● Your task:
The entries that follow are to be duplicated in full, character for character.
=== Source records ===
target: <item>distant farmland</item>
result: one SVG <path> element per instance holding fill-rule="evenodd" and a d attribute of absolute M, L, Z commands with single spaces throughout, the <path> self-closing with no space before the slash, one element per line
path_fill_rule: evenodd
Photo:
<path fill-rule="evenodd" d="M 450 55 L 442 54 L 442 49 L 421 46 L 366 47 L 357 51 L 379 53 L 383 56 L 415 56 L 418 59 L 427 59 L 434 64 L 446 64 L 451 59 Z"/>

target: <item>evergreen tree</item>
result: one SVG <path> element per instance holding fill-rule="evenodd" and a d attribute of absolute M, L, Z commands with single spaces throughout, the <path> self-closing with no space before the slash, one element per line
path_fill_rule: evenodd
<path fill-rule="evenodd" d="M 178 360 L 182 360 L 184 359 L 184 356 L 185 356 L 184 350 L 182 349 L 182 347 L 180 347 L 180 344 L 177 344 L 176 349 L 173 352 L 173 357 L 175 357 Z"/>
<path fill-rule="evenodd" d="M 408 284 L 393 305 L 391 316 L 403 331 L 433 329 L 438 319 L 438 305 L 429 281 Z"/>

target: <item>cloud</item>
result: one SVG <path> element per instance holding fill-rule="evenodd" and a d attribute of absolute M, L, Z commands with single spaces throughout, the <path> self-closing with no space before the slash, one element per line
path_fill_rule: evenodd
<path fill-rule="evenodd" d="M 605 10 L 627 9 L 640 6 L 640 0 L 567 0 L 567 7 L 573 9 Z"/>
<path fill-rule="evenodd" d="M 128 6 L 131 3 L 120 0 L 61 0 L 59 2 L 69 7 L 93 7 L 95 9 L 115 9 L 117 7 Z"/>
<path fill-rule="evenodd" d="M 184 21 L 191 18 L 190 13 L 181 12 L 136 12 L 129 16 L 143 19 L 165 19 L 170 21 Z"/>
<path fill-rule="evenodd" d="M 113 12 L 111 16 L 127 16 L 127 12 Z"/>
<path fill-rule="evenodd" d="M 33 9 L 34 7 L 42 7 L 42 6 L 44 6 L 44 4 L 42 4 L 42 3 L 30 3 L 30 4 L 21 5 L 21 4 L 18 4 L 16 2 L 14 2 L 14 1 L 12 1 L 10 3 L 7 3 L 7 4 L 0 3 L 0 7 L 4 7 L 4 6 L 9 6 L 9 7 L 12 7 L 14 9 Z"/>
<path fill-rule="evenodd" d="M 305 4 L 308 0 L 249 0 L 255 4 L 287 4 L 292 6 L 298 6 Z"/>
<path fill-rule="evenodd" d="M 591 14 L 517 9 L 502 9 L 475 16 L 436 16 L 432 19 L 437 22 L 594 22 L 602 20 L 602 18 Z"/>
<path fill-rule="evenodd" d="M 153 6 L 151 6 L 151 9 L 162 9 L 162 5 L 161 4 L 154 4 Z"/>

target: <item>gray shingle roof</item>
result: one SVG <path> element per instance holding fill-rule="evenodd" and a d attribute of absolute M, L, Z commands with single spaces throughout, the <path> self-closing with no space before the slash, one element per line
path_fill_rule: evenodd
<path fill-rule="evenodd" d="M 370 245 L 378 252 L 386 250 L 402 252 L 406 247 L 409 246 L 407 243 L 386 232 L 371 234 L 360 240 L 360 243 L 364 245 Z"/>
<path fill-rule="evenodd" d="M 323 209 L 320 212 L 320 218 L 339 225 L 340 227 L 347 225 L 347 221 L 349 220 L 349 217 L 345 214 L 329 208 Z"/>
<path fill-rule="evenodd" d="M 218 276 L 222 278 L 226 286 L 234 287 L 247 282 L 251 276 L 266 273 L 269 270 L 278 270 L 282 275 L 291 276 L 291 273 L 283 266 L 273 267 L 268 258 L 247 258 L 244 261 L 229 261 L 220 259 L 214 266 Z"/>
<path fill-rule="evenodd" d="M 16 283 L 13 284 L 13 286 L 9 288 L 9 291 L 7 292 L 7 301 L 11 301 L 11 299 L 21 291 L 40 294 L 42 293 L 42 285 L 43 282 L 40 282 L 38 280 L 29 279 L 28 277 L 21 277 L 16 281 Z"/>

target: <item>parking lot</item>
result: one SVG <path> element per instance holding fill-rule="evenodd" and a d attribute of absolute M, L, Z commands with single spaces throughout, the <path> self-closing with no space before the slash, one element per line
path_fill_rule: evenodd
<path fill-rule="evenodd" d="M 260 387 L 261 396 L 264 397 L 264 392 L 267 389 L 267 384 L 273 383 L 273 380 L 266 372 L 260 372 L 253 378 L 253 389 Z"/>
===
● Written solution:
target: <item>distant farmland</item>
result: one SVG <path> element per instance holding fill-rule="evenodd" and a d attribute of absolute M, L, Z commands with single spaces throughout, the <path> self-closing with no space before the slash, one element per line
path_fill_rule: evenodd
Photo:
<path fill-rule="evenodd" d="M 450 55 L 442 54 L 442 49 L 421 46 L 366 47 L 357 51 L 379 53 L 383 56 L 415 56 L 418 59 L 427 59 L 434 64 L 446 64 L 451 59 Z"/>

target: <item>evergreen tree</item>
result: one SVG <path> element per instance holding fill-rule="evenodd" and a d attribute of absolute M, L, Z commands with single spaces throughout, the <path> self-closing with no space before the slash, one element per line
path_fill_rule: evenodd
<path fill-rule="evenodd" d="M 178 360 L 182 360 L 184 359 L 184 356 L 185 356 L 184 350 L 182 349 L 182 347 L 180 347 L 180 344 L 177 344 L 176 349 L 173 352 L 173 357 L 175 357 Z"/>
<path fill-rule="evenodd" d="M 408 284 L 393 305 L 391 316 L 403 331 L 433 329 L 438 319 L 438 305 L 429 281 Z"/>

target: <item>cloud</item>
result: one SVG <path> element per instance holding fill-rule="evenodd" and a d attribute of absolute M, L, Z commands with single spaces throughout, the <path> self-closing with no space before the slash, one element per line
path_fill_rule: evenodd
<path fill-rule="evenodd" d="M 605 10 L 627 9 L 640 6 L 640 0 L 567 0 L 567 7 L 573 9 Z"/>
<path fill-rule="evenodd" d="M 128 6 L 131 3 L 120 0 L 61 0 L 59 2 L 69 7 L 93 7 L 95 9 L 115 9 L 117 7 Z"/>
<path fill-rule="evenodd" d="M 184 21 L 191 18 L 190 13 L 181 12 L 136 12 L 129 16 L 143 19 L 165 19 L 170 21 Z"/>
<path fill-rule="evenodd" d="M 113 12 L 111 16 L 127 16 L 127 12 Z"/>
<path fill-rule="evenodd" d="M 33 9 L 34 7 L 42 7 L 42 6 L 44 6 L 44 4 L 42 4 L 42 3 L 30 3 L 30 4 L 21 5 L 21 4 L 18 4 L 16 2 L 14 2 L 14 1 L 12 1 L 10 3 L 7 3 L 7 4 L 0 3 L 0 7 L 4 7 L 4 6 L 9 6 L 9 7 L 12 7 L 14 9 Z"/>
<path fill-rule="evenodd" d="M 305 4 L 308 0 L 249 0 L 255 4 L 287 4 L 292 6 L 298 6 Z"/>
<path fill-rule="evenodd" d="M 591 14 L 517 9 L 502 9 L 475 16 L 436 16 L 432 19 L 437 22 L 594 22 L 602 20 L 602 18 Z"/>
<path fill-rule="evenodd" d="M 153 6 L 151 6 L 151 9 L 162 9 L 162 5 L 161 4 L 154 4 Z"/>

target: <item>gray shingle roof</item>
result: one SVG <path> element per instance holding fill-rule="evenodd" and a d attribute of absolute M, L, Z commands with single spaces throughout, the <path> self-closing with no space before the slash, one element per line
path_fill_rule: evenodd
<path fill-rule="evenodd" d="M 370 245 L 378 252 L 386 250 L 402 252 L 406 247 L 409 246 L 407 243 L 386 232 L 371 234 L 360 240 L 360 243 L 364 245 Z"/>
<path fill-rule="evenodd" d="M 323 209 L 320 212 L 320 218 L 339 225 L 340 227 L 347 225 L 347 221 L 349 220 L 349 217 L 345 214 L 329 208 Z"/>
<path fill-rule="evenodd" d="M 218 276 L 222 278 L 226 286 L 234 287 L 247 282 L 251 276 L 266 273 L 269 270 L 278 270 L 282 275 L 291 276 L 291 273 L 283 266 L 273 267 L 268 258 L 247 258 L 244 261 L 229 261 L 220 259 L 214 266 Z"/>
<path fill-rule="evenodd" d="M 16 283 L 13 284 L 13 286 L 9 288 L 9 291 L 7 292 L 7 301 L 11 301 L 11 299 L 21 291 L 40 294 L 42 293 L 42 285 L 43 282 L 40 282 L 38 280 L 29 279 L 28 277 L 21 277 L 16 281 Z"/>

target: <item>parking lot</item>
result: one SVG <path> element per instance holding fill-rule="evenodd" and a d attribute of absolute M, L, Z commands with single spaces throughout, the <path> self-closing with no space before the slash, one element per line
path_fill_rule: evenodd
<path fill-rule="evenodd" d="M 260 387 L 261 396 L 264 397 L 264 392 L 267 389 L 267 384 L 273 383 L 273 380 L 266 372 L 260 372 L 253 378 L 253 389 Z"/>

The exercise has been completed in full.